• [Passage to read]
Ecoregion in Banda Sea, Indonesia

The Banda Sea Islands moist deciduous forests is a tropical moist forest ecoregion in Indonesia. The ecoregion includes several island groups in the southwestern Banda Sea, including the Tanimbar Islands, Kai Islands, and the Barat Daya Islands except for Wetar.

==Geography==
The islands in the ecoregion are part of Wallacea, a group of indonesian islands which lie between the Australian and Asian continents but were never part of either continent.

The islands consist of two concentric island arcs. The Inner Banda Arc is made up of young, active volcanic islands, including the Banda Islands, Serua Island, Nila Island, Teun Island, Damar Island, and Romang Island.

The Outer Banda Arc is made up of oceanic sediments, principally coralline limestone, together with some older metamorphic rocks which accreted as the Australian plate subducts under the Banda Sea plate. The Outer Banda Arc includes the Kai Islands, Tanimbar Islands, Babar Islands, and Leti Islands. Yamdena in the Tanimbar Islands is the largest island in the ecoregion. Yamdena is mostly low, with a maximum elevation of 120 meters. Yamdena and several other Outer Arc islands have areas of karst where the island's limestone was uplifted and then eroded.

==Climate==
The ecoregion has a tropical monsoon climate, with two seasons. The west monsoon season runs from mid-December to June, and brings humidity and higher rainfall. The east monsoon season brings drier weather. On Yamdena, the largest island in the Tanimbar Islands and in the ecoregion, the highest rainfall month is February (380 mm), and the driest month is September (100 mm).

• [Work instructions]
1/ Answer these questions from the Banda Sea passage:
(a) Which island is named as the one exception among the Barat Daya Islands included in the ecoregion?
(b) What is the main material of the oceanic sediments that make up the Outer Banda Arc?
(c) Which month is the driest on Yamdena, and how much rain does it get?
2/ Carry on writing the Banda Sea passage from its final sentence.
The data that comes after this passage is separate material and has nothing to do with the Banda Sea passage.

• [Supplied material]
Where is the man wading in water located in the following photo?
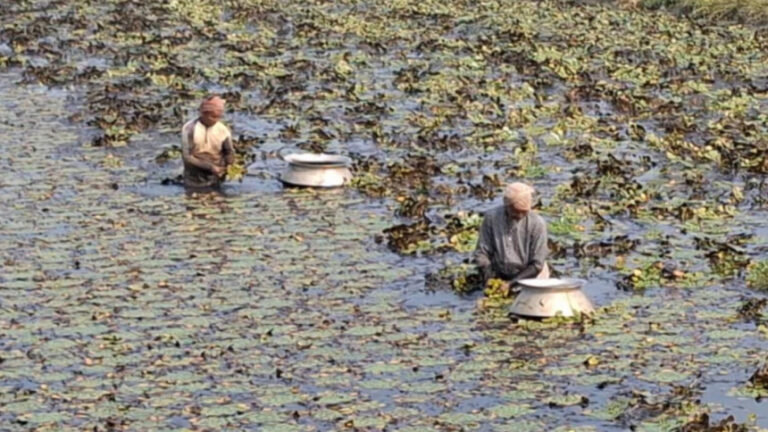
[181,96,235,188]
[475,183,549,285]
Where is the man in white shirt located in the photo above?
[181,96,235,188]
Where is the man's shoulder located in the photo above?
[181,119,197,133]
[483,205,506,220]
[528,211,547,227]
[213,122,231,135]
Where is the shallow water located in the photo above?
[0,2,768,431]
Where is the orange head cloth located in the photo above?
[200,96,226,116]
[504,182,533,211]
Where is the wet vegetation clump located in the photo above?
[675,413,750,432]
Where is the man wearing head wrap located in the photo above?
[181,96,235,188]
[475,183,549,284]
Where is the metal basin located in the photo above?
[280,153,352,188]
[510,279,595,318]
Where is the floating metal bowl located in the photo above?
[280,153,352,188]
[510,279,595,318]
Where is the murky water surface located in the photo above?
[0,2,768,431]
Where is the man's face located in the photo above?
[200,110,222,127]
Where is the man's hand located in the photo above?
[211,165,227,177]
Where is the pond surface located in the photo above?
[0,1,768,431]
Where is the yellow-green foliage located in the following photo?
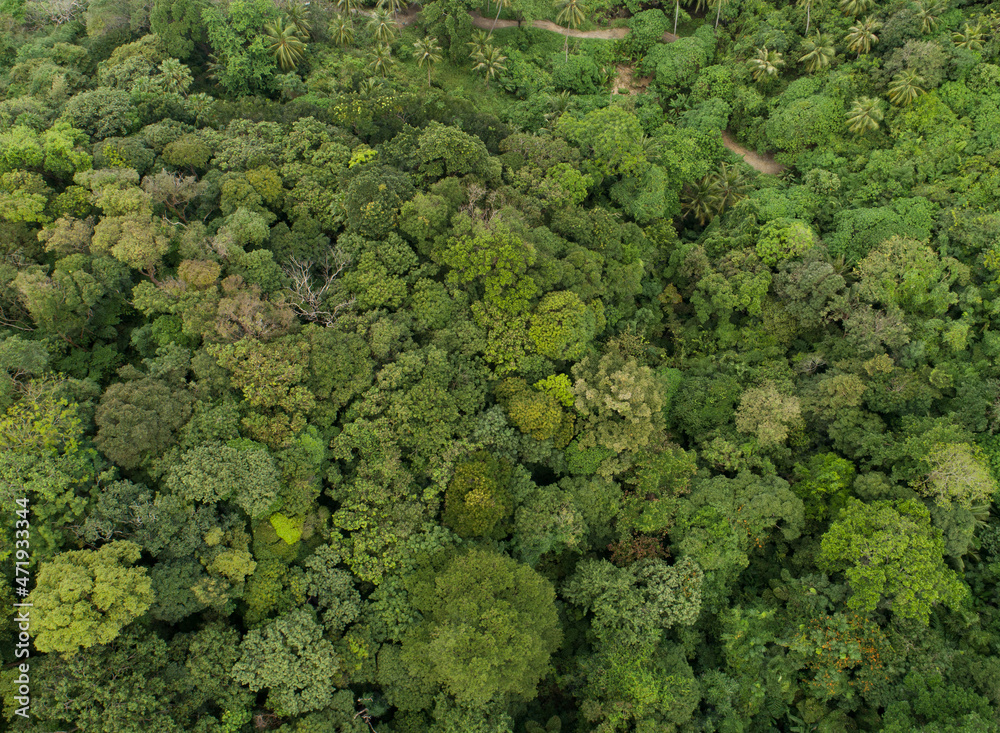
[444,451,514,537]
* * *
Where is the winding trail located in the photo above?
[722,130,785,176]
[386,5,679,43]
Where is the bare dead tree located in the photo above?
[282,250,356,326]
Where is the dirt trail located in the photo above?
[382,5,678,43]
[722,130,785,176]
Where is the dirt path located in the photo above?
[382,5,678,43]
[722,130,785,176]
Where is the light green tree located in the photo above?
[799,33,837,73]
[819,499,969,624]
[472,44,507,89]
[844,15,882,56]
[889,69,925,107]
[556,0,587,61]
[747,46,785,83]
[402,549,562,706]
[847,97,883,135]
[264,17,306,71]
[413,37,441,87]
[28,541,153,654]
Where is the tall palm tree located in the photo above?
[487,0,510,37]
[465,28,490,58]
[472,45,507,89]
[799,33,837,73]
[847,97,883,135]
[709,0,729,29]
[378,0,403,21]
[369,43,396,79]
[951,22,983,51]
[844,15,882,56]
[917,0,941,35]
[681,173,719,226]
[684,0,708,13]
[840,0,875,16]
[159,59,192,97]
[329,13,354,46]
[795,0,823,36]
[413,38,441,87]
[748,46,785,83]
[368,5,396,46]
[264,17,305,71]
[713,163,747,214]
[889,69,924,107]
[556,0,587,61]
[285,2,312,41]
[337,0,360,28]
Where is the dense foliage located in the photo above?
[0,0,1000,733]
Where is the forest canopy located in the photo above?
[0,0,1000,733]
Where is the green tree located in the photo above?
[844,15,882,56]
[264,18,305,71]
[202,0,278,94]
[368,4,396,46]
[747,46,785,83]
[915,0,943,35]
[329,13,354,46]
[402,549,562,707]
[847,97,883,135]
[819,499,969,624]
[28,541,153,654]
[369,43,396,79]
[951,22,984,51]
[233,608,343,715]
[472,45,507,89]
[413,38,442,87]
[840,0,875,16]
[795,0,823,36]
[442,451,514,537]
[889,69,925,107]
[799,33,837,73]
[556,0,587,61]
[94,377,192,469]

• [Solved problems]
1/
(a) Wetar
(b) Coralline limestone
(c) September, with 100 mm

2/
The islands receive more rainfall than Timor, Wetar, and the other islands of Nusa Tenggara to the west.

==Flora==
The principal plant communities are evergreen rain forest, semi-evergreen rain forest, moist deciduous forest, and dry deciduous forest. Common trees in the Tanimbar and Kai forests include Dillenia papuana, Pometia pinnata, Manilkara kanosiensis, Inocarpus fagifer, Heritiera littoralis, Diospyros spp., Garcinia celebica, and Myristica lancifolia.

==Fauna==
The ecoregion has 22 species of mammals. The dusky pademelon (Thylogale bruinii) is a kangaroo native to the Kai Islands, as well as the Aru Islands and southern New Guinea. The Kei myotis (Myotis stalkeri) is an endemic bat. The Indonesian tomb bat (Taphozous achates) is native to the ecoregion and neighboring Timor.

The islands are home to several species of mosaic-tailed rats (Melomys). In the Tanimbar islands, Melomys cooperae is endemic to Yamdena, and the Riama mosaic-tailed rat (Melomys howi) is endemic to the island of Selaru in the Tanimbar Islands. Bannister's rat (Melomys bannisteri) is endemic to the Kai Islands, and closely related to M. lutillus of New Guinea. The other rodents of the Kai islands are Hydromys chrysogaster and Uromys caudimaculatus, which are also found in New Guinea and Australia.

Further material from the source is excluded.